■ **RECORDS FOR PROCESSING**
•••••

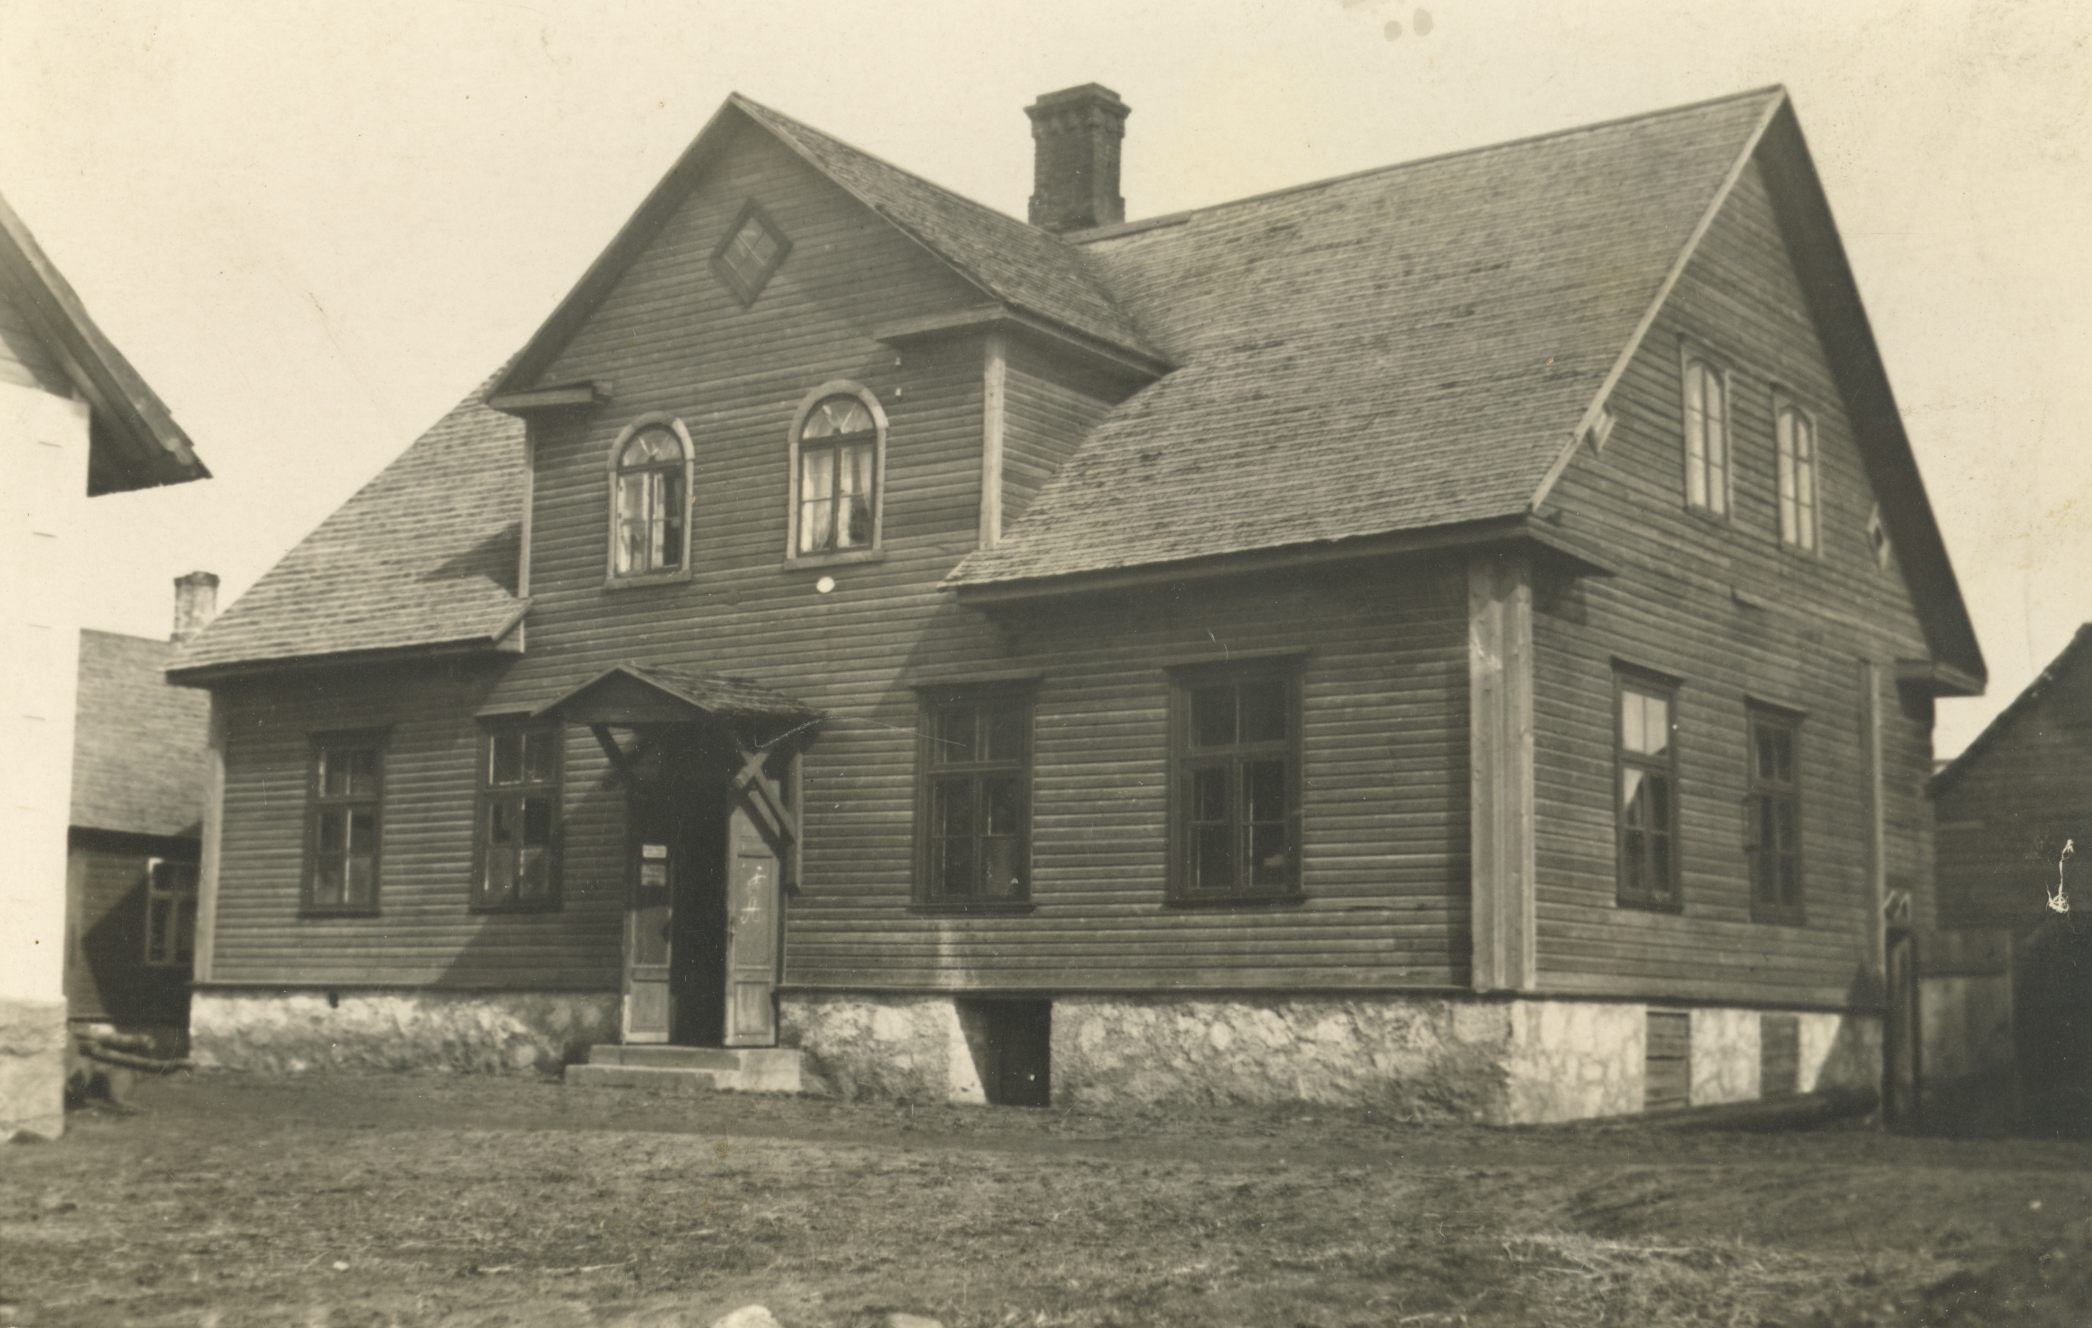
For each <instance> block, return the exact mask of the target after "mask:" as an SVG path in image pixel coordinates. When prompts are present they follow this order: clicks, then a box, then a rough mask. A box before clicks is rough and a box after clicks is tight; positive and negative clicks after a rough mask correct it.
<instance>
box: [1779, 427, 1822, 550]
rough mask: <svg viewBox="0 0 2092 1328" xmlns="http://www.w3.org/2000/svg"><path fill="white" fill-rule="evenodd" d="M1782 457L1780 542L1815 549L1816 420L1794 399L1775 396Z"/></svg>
mask: <svg viewBox="0 0 2092 1328" xmlns="http://www.w3.org/2000/svg"><path fill="white" fill-rule="evenodd" d="M1774 433H1776V443H1778V460H1780V544H1787V546H1789V548H1799V550H1805V552H1816V420H1814V416H1810V412H1805V410H1801V408H1799V406H1795V404H1793V402H1787V399H1774Z"/></svg>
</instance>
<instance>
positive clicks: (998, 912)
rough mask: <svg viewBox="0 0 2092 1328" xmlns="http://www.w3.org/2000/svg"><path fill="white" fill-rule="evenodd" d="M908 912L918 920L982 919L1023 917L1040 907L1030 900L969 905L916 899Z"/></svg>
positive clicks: (981, 903)
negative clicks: (1030, 900) (1006, 917)
mask: <svg viewBox="0 0 2092 1328" xmlns="http://www.w3.org/2000/svg"><path fill="white" fill-rule="evenodd" d="M908 912H910V914H916V916H918V918H981V916H987V918H994V916H1021V914H1029V912H1038V906H1036V903H1031V901H1029V899H994V901H987V899H983V901H979V903H967V901H962V899H941V901H927V899H916V901H914V903H910V906H908Z"/></svg>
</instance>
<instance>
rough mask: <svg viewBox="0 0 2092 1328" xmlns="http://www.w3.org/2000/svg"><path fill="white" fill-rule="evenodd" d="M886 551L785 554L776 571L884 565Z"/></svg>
mask: <svg viewBox="0 0 2092 1328" xmlns="http://www.w3.org/2000/svg"><path fill="white" fill-rule="evenodd" d="M885 560H887V550H883V548H849V550H843V552H839V554H787V556H784V563H782V567H780V569H778V571H793V569H799V567H808V569H814V567H854V565H858V563H885Z"/></svg>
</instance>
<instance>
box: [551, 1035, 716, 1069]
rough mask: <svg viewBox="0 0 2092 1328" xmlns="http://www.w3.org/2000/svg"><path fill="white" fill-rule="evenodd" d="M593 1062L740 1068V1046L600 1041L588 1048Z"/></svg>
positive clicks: (682, 1066)
mask: <svg viewBox="0 0 2092 1328" xmlns="http://www.w3.org/2000/svg"><path fill="white" fill-rule="evenodd" d="M588 1062H590V1064H644V1067H649V1069H688V1071H738V1069H741V1050H738V1048H682V1046H649V1044H632V1046H619V1044H615V1041H598V1044H596V1046H592V1048H588Z"/></svg>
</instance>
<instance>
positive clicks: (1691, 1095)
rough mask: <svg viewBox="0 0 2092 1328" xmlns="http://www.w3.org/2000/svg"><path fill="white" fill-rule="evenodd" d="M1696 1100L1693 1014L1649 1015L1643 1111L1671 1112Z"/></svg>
mask: <svg viewBox="0 0 2092 1328" xmlns="http://www.w3.org/2000/svg"><path fill="white" fill-rule="evenodd" d="M1690 1100H1692V1014H1690V1012H1686V1010H1651V1012H1648V1062H1646V1067H1644V1071H1642V1111H1667V1108H1672V1106H1686V1104H1688V1102H1690Z"/></svg>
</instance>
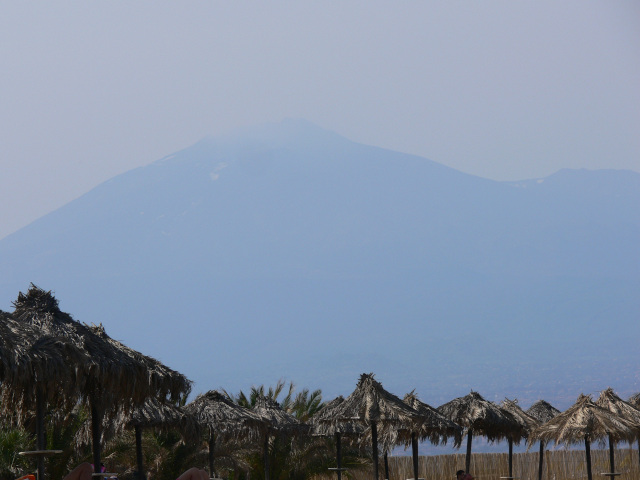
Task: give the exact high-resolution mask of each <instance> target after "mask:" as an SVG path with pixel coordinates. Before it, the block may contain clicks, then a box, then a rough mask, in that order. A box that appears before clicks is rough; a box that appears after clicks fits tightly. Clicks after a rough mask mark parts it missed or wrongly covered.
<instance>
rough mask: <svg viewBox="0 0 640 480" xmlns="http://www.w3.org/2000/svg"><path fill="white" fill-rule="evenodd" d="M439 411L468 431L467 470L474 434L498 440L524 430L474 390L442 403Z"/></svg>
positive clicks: (467, 449)
mask: <svg viewBox="0 0 640 480" xmlns="http://www.w3.org/2000/svg"><path fill="white" fill-rule="evenodd" d="M438 411H439V412H440V413H442V414H443V415H444V416H445V417H447V418H448V419H449V420H452V421H454V422H455V423H457V424H458V425H460V426H461V427H462V428H464V429H465V430H466V432H467V454H466V461H465V465H466V466H465V470H466V471H467V472H469V470H470V469H471V444H472V438H473V435H474V434H479V435H483V436H485V437H487V439H488V440H489V441H496V440H502V439H505V438H509V436H510V435H513V436H515V437H517V436H518V435H520V434H521V431H522V429H521V426H520V425H519V424H518V423H517V422H516V421H514V419H513V417H510V416H507V415H506V414H505V413H504V412H503V411H502V410H501V409H500V407H498V405H496V404H495V403H493V402H490V401H488V400H485V399H484V398H482V395H480V394H479V393H478V392H474V391H473V390H472V391H471V392H470V393H469V394H468V395H466V396H464V397H458V398H455V399H453V400H451V401H450V402H447V403H445V404H444V405H440V406H439V407H438Z"/></svg>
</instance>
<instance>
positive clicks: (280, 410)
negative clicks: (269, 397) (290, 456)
mask: <svg viewBox="0 0 640 480" xmlns="http://www.w3.org/2000/svg"><path fill="white" fill-rule="evenodd" d="M253 412H254V413H255V414H256V415H258V417H260V418H261V419H262V421H263V422H264V427H263V433H262V434H263V449H264V450H263V451H264V478H265V480H269V440H270V438H271V436H272V435H287V436H293V435H300V434H303V433H306V432H308V430H309V426H308V425H306V424H304V423H301V422H300V421H299V420H298V419H297V418H295V417H294V416H293V415H290V414H289V413H287V412H285V411H284V410H283V409H282V407H281V406H280V405H279V404H278V402H276V401H275V400H273V399H271V398H269V397H265V396H263V395H259V396H258V397H257V398H256V403H255V405H254V406H253Z"/></svg>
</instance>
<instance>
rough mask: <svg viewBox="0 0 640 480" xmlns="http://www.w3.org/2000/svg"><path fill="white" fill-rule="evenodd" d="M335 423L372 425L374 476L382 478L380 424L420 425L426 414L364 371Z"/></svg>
mask: <svg viewBox="0 0 640 480" xmlns="http://www.w3.org/2000/svg"><path fill="white" fill-rule="evenodd" d="M334 415H335V417H334V420H333V423H334V424H336V425H337V424H341V423H345V422H346V423H350V422H353V421H354V420H358V421H359V422H360V423H362V424H363V425H364V426H365V427H368V428H369V431H370V435H371V445H372V450H373V452H372V453H373V454H372V457H373V469H374V478H375V479H376V480H377V479H378V427H381V428H382V429H383V431H384V430H386V429H405V430H409V431H410V430H412V429H418V428H419V426H420V425H422V422H423V421H424V417H423V416H422V415H420V414H419V413H418V412H417V411H416V410H414V409H413V408H411V407H410V406H409V405H407V404H406V403H404V402H403V401H402V400H400V398H398V397H397V396H395V395H393V394H392V393H390V392H388V391H386V390H385V389H384V388H383V387H382V384H381V383H380V382H378V381H377V380H375V379H374V378H373V374H372V373H370V374H362V375H360V380H359V381H358V384H357V386H356V388H355V390H354V391H353V392H352V393H351V395H349V396H348V397H347V398H346V399H345V401H344V402H342V403H341V404H340V405H338V406H337V407H336V410H335V412H334Z"/></svg>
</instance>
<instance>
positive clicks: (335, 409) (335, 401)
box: [309, 395, 364, 436]
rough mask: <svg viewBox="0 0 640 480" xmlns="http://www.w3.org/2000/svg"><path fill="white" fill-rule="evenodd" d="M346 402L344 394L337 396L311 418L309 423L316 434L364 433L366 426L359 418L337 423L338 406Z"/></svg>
mask: <svg viewBox="0 0 640 480" xmlns="http://www.w3.org/2000/svg"><path fill="white" fill-rule="evenodd" d="M343 402H344V397H343V396H342V395H339V396H337V397H336V398H334V399H333V400H331V401H330V402H327V403H326V404H325V405H324V406H323V407H322V408H321V409H320V410H319V411H318V412H317V413H316V414H315V415H313V416H312V417H311V419H310V420H309V424H310V425H311V427H312V429H313V433H314V434H315V435H325V436H329V435H335V434H336V433H340V434H354V435H360V434H362V433H364V427H363V426H362V424H361V423H360V421H359V420H356V419H354V420H352V421H346V420H345V421H342V422H340V423H336V422H335V419H336V412H337V411H338V407H339V406H340V405H341V404H342V403H343Z"/></svg>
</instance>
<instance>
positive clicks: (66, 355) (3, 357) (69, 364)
mask: <svg viewBox="0 0 640 480" xmlns="http://www.w3.org/2000/svg"><path fill="white" fill-rule="evenodd" d="M75 362H78V363H80V362H87V363H91V360H90V359H89V358H88V357H87V356H86V355H83V352H81V351H79V350H77V349H75V348H74V345H73V344H72V342H70V341H69V340H68V339H67V338H65V337H61V336H48V335H43V334H42V333H41V332H40V331H38V329H37V328H35V327H34V326H32V325H29V324H25V323H23V322H19V321H17V320H15V318H14V317H13V316H12V315H11V314H9V313H7V312H3V311H0V382H1V386H2V389H3V392H2V393H3V397H4V401H3V404H5V406H10V407H11V408H12V409H14V410H17V409H18V408H19V407H23V408H30V407H32V401H33V400H34V399H35V396H36V395H35V393H36V386H39V387H40V389H41V391H42V397H41V398H42V399H43V400H46V401H53V400H58V401H62V402H64V401H67V403H69V404H73V403H74V401H75V399H76V398H77V393H76V392H77V385H78V384H80V383H81V382H82V377H81V376H80V375H77V371H76V370H75V369H73V368H69V365H70V364H72V365H73V364H74V363H75ZM62 394H64V395H62ZM69 397H71V399H69Z"/></svg>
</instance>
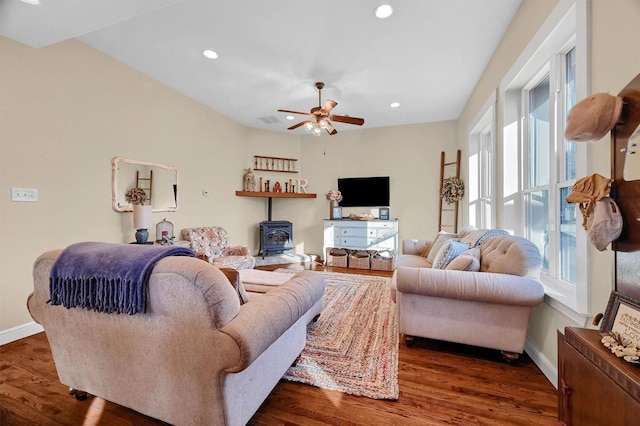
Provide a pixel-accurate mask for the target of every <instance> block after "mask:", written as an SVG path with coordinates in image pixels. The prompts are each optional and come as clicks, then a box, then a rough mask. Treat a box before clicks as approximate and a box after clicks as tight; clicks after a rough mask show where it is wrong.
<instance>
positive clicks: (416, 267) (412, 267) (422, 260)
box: [396, 254, 431, 268]
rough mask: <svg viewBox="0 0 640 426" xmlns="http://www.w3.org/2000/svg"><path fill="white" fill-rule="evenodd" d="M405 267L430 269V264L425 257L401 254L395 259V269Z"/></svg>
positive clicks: (406, 254) (409, 254) (418, 255)
mask: <svg viewBox="0 0 640 426" xmlns="http://www.w3.org/2000/svg"><path fill="white" fill-rule="evenodd" d="M400 266H406V267H408V268H431V263H429V261H428V260H427V258H426V257H424V256H420V255H417V254H403V255H402V256H398V259H396V268H399V267H400Z"/></svg>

•••••

■ **PROBLEM STATEMENT**
In the listing above, find the line with "1100L1693 1014L1649 1015L1643" and the line with "411L468 431L467 470L474". Set down both and every line between them, minus the pictures.

■ **TASK RESULT**
rough mask: <svg viewBox="0 0 2092 1328" xmlns="http://www.w3.org/2000/svg"><path fill="white" fill-rule="evenodd" d="M1696 1100L1693 1014L1649 1015L1643 1111L1671 1112Z"/></svg>
mask: <svg viewBox="0 0 2092 1328" xmlns="http://www.w3.org/2000/svg"><path fill="white" fill-rule="evenodd" d="M1690 1100H1692V1014H1690V1012H1686V1010H1651V1012H1648V1062H1646V1067H1644V1071H1642V1111H1667V1108H1672V1106H1686V1104H1688V1102H1690Z"/></svg>
</instance>
Task: give the exact high-resolution mask of each <instance> target after "mask:" as an SVG path with pixel coordinates. Before it, the block may contain clicks, then a box, then a rough mask, in that order. A box that appears before clicks is rough; a box that appears after clicks fits tightly. Clicks after a rough mask mark parts it missed or wrongly covered.
<instance>
rough mask: <svg viewBox="0 0 640 480" xmlns="http://www.w3.org/2000/svg"><path fill="white" fill-rule="evenodd" d="M439 411L468 431L467 470L474 434L498 440L524 430L474 390L442 403Z"/></svg>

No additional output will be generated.